What to work on: Among the entries below, take the line with "Would you mind marking the debris" and the line with "Would you mind marking the red", and output them and every line between them exactly, with nothing else.

___ Provided data ___

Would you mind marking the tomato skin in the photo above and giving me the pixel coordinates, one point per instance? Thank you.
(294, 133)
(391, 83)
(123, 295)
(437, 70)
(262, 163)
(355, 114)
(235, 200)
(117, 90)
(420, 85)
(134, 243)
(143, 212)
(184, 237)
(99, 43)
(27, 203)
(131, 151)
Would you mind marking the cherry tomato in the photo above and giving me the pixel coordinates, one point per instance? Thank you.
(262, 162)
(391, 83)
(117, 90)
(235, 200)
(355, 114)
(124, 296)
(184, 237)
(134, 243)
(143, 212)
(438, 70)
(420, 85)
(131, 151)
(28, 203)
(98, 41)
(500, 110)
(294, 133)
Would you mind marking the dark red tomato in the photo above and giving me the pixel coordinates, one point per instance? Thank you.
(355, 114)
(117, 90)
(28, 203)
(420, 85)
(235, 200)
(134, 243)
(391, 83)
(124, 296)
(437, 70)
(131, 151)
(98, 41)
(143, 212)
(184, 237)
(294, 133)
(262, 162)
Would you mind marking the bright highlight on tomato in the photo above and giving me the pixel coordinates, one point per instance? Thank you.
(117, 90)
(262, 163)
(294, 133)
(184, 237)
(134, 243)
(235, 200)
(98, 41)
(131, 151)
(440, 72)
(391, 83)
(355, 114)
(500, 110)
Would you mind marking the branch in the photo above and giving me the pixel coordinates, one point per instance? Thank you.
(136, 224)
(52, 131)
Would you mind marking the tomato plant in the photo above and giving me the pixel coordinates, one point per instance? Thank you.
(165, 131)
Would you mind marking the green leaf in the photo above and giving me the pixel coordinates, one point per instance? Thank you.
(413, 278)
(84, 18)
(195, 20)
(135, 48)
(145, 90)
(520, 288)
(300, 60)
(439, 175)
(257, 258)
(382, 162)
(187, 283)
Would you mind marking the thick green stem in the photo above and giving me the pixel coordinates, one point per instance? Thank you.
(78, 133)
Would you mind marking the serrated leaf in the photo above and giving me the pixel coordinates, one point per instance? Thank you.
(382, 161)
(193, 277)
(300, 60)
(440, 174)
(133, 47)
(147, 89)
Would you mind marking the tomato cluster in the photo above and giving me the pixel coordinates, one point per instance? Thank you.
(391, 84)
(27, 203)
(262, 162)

___
___ Provided data ___

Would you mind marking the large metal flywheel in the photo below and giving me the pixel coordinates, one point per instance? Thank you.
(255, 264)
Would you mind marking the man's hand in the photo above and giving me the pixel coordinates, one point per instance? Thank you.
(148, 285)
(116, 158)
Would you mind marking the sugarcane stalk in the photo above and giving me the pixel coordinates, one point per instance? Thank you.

___
___ Provided data ___

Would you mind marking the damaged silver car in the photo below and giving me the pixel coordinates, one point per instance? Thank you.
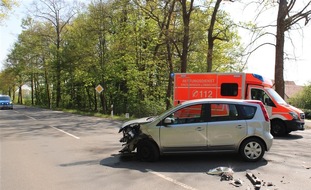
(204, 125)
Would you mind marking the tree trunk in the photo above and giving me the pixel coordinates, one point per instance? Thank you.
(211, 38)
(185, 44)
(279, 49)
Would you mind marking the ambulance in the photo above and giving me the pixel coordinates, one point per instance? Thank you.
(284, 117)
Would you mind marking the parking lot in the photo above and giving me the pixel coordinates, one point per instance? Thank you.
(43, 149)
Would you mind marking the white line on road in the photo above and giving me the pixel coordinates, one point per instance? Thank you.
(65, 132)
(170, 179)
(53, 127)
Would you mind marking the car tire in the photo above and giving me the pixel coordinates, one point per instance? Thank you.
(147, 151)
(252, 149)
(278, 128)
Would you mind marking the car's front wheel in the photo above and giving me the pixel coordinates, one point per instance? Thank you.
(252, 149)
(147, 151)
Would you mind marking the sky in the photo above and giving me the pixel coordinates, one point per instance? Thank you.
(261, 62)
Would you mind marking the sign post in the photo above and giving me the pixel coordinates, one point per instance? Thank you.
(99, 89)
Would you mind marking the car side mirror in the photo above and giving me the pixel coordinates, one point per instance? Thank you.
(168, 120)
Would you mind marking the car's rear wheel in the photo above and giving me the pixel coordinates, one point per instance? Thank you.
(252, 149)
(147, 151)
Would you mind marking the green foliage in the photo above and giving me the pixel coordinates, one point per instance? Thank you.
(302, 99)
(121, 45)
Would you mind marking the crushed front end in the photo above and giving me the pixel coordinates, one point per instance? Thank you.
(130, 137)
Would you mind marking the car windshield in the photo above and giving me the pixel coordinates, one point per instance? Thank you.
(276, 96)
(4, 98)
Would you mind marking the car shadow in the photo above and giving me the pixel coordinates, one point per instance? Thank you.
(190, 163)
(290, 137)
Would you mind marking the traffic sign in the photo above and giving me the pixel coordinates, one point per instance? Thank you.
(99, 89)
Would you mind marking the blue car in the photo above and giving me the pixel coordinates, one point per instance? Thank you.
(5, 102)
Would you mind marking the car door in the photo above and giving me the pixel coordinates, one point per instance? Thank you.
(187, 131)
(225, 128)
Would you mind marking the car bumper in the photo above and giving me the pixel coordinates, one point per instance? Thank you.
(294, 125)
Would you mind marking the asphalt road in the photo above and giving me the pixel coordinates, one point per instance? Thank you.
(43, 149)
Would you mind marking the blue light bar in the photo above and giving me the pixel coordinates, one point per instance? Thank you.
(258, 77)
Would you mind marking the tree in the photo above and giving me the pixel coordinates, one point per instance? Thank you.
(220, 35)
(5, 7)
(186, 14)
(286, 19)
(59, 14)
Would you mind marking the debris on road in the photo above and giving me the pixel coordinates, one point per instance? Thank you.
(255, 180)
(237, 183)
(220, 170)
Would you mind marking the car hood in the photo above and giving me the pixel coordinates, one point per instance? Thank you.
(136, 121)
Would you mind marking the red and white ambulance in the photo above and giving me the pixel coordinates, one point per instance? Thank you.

___

Task answer:
Would you mind marking the debris on road in the photo above and giving me the pixel coordinates, one point per instance? Thank you.
(255, 180)
(237, 183)
(220, 170)
Would you mind marking the car hood in the photo above and giving me the pixel coordinates, one point per instance? Thank you.
(136, 121)
Would you mind marking the red and white ambulance in the photo above and giving me the pixel coordinates, one point per instance? Thank you.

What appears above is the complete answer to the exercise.